PASSAGE PROVIDED:
Alberta Health Services rescinded its mandatory COVID-19 immunization requirement for all employees yesterday, effective immediately.
In a memorandum emailed to staff, physicians and volunteers, interim CEO Mauro Chies and Senior Medical Officer of Health Laura McDougall made it clear this means workers will no longer have to be vaccinated against COVID-19 as a condition of employment.
The same statement with only minor modifications was published as a news release later in the day.
The policy change “applies to all AHS, Covenant Health, Carewest, CapitalCare, and Alberta Precision Laboratories employees, members of the medical and midwifery staff, students and instructors, volunteers, and applicable contracted service providers,” the memorandum stated. “In addition, new hires and students will no longer be required to be immunized for COVID-19 upon hire or placement.”
AHS would very much like to leave the impression this was a policy the health care agency came up with on its own.
Fair or not, the general consensus is that the decision was in fact made by the United Conservative Party Government and the health authority’s leaders were pushed to go along regardless of the seventh wave of the virus now cresting in Alberta.

WHAT YOU HAVE TO DO:
Answer these questions from the article on the Alberta Health Services vaccination policy:
(a) Who sent the memorandum to staff, physicians and volunteers?
(b) In what form was the same statement published later in the day?
(c) What will new hires and students no longer be required to do?

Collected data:

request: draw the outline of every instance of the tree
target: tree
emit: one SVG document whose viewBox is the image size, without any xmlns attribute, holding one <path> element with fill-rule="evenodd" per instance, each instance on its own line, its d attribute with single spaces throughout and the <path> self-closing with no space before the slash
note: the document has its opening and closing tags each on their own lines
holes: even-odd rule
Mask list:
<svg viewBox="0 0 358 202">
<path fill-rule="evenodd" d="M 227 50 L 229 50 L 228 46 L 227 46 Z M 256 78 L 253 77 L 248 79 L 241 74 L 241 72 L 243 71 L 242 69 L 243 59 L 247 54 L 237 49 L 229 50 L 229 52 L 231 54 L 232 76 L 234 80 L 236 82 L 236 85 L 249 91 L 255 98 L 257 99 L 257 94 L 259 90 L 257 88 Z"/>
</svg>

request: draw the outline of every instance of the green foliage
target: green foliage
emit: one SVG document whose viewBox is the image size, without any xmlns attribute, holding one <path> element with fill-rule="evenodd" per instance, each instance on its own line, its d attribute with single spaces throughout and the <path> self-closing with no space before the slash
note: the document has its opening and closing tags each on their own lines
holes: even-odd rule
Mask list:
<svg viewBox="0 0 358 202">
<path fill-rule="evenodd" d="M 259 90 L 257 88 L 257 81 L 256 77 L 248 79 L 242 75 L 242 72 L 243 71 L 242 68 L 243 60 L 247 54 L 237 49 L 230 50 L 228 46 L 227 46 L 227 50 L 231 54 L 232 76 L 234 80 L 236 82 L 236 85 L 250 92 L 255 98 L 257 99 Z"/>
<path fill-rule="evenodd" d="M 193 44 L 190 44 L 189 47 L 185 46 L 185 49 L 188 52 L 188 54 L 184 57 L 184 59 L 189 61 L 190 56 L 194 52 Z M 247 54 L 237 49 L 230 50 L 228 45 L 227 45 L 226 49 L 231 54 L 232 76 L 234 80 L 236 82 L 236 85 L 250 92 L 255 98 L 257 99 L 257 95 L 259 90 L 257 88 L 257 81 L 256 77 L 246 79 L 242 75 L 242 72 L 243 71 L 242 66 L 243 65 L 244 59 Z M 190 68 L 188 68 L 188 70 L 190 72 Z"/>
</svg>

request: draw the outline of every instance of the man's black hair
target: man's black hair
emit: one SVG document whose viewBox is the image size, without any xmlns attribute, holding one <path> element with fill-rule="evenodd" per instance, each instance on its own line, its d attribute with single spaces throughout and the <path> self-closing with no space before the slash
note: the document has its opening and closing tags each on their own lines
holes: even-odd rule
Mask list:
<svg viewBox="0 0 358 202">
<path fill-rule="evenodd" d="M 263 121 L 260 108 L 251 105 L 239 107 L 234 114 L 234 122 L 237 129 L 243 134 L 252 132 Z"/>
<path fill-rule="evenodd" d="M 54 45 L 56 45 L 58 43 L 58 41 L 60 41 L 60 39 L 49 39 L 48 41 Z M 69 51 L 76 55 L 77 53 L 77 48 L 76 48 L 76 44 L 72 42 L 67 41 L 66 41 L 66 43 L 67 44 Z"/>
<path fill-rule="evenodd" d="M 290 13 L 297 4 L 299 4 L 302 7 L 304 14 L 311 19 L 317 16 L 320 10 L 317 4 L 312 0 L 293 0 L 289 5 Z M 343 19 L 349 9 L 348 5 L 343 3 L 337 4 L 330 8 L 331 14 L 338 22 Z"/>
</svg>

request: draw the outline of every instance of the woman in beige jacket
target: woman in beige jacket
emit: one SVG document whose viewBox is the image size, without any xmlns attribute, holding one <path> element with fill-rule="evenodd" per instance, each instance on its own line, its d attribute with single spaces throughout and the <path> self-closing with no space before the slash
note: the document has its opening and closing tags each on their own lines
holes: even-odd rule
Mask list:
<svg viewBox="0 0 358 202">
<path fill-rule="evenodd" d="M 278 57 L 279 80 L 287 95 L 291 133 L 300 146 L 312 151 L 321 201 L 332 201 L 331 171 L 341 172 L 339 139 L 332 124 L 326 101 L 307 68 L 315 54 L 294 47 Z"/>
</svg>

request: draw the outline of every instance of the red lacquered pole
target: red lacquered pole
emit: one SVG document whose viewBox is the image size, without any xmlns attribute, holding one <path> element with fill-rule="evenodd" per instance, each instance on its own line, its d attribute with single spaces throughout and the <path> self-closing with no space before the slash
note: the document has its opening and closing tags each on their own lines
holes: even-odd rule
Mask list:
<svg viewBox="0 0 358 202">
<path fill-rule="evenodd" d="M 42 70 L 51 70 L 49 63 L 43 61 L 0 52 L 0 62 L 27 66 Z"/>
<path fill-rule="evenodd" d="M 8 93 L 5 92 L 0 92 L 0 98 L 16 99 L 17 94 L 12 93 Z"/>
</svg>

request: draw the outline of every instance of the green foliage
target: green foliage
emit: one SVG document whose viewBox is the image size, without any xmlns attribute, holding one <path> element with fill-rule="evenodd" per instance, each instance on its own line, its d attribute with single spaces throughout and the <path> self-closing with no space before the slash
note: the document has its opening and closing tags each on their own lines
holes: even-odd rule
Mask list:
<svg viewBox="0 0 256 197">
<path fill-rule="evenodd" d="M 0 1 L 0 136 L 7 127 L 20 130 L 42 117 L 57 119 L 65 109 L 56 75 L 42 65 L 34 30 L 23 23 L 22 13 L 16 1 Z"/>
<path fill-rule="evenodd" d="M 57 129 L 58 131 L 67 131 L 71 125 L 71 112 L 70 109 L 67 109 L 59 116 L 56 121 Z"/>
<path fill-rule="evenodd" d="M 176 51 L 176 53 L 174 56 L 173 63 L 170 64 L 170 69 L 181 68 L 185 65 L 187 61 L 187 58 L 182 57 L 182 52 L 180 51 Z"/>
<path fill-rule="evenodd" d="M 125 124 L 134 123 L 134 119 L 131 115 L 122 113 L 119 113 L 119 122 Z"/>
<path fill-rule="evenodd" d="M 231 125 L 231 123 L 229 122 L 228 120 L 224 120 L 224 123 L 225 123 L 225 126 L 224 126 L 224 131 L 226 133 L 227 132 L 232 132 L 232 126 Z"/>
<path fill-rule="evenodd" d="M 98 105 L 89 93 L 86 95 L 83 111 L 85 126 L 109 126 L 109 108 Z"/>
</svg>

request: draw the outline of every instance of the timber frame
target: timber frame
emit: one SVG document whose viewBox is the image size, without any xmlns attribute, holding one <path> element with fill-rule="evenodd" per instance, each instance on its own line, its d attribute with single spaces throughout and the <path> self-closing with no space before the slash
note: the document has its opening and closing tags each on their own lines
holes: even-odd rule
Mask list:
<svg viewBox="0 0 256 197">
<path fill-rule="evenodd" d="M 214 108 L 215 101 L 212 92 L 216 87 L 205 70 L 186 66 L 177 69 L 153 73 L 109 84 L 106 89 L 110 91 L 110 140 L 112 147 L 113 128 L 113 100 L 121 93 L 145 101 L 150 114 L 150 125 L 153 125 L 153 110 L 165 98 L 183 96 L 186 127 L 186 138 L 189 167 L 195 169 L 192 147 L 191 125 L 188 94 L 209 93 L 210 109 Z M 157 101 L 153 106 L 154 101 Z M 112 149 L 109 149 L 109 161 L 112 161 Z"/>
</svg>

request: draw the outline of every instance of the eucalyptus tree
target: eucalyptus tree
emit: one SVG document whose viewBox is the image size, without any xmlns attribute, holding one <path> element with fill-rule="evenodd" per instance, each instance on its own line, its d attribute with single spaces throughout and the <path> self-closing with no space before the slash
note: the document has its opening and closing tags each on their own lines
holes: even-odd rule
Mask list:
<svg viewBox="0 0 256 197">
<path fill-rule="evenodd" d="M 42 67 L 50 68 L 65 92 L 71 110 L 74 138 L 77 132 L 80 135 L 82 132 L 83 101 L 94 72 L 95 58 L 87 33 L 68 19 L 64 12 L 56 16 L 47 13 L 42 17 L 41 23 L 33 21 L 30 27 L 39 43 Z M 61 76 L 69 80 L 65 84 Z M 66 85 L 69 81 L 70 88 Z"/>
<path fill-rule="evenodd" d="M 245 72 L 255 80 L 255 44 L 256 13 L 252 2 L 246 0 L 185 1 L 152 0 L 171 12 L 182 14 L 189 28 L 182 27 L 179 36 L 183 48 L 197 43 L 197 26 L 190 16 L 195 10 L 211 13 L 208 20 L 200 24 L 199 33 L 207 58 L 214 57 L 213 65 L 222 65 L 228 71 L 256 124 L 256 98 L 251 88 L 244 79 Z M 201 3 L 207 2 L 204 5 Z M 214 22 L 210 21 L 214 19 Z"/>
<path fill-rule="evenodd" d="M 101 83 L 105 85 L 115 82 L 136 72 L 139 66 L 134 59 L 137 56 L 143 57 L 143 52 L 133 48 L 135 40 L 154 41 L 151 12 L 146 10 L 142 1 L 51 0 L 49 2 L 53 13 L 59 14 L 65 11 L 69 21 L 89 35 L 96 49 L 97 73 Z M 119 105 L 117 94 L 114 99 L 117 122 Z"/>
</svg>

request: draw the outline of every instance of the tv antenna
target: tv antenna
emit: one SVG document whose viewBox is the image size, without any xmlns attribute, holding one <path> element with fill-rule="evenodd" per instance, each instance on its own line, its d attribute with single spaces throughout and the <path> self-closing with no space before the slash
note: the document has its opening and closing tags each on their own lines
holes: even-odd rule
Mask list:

RESULT:
(a) Interim CEO Mauro Chies and Senior Medical Officer of Health Laura McDougall.
(b) As a news release, with only minor modifications.
(c) Be immunized for COVID-19 upon hire or placement.